Source data below:

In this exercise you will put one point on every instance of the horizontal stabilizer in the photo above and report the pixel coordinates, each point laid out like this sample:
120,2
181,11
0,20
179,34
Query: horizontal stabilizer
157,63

End of Source data.

__Task instructions__. Each of the entries above should be written out again exactly.

__Answer to this task__.
In this exercise you will put one point on every instance of the horizontal stabilizer in the photo above and report the pixel coordinates, each point laid out like this sample:
120,2
181,11
0,20
179,34
Query: horizontal stabilizer
157,63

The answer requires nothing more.